Problems to solve
1. In the incentive compensation plan text, what state is Marathon Oil Corporation incorporated in?
2. Using the incentive compensation plan text, rewrite the paragraph beginning "The Plan is designed to attract and retain" as a short list that keeps its main facts.

Text block
◆ ◆ ◆

The Marathon Oil Corporation 2007 Incentive Compensation Plan (the Plan) was
adopted by the Board of Directors of Marathon Oil Corporation, a Delaware
corporation (the Corporation), to reward certain officers and employees of
the Corporation and its Subsidiaries and Non-employee Directors of the
Corporation by providing for certain cash benefits and by enabling them to
acquire shares of Common Stock of the Corporation.
2. Objectives.
The Plan is designed to attract and retain officers and employees of the
Corporation and its Subsidiaries, to attract and retain qualified directors of
the Corporation, to encourage the sense of proprietorship of such officers,
employees and directors and to stimulate the active interest of such persons in
the development and financial success of the Corporation and its
Subsidiaries. These objectives are to be
accomplished by making Awards under this Plan and thereby providing
Participants with a proprietary interest in the growth and performance of the
Corporation and its Subsidiaries.
3. Definitions.

◆ ◆ ◆

Source excerpt
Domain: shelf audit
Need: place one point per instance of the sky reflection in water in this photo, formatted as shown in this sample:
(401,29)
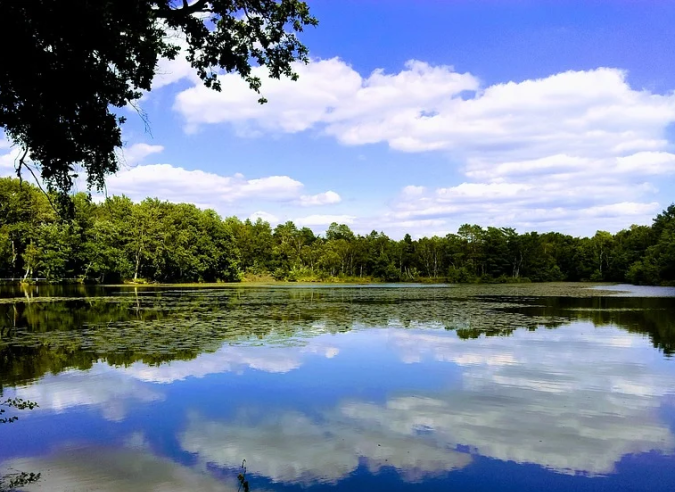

◆ ◆ ◆

Answers in order
1. Delaware

2.
- The Plan aims to attract and retain officers and employees of the Corporation and its Subsidiaries.
- It aims to attract and retain qualified directors of the Corporation.
- It seeks to encourage a sense of proprietorship among these officers, employees and directors.
- It seeks to stimulate their active interest in the development and financial success of the Corporation and its Subsidiaries.
- These objectives are met by making Awards under the Plan, which give Participants a proprietary interest in the growth and performance of the Corporation and its Subsidiaries.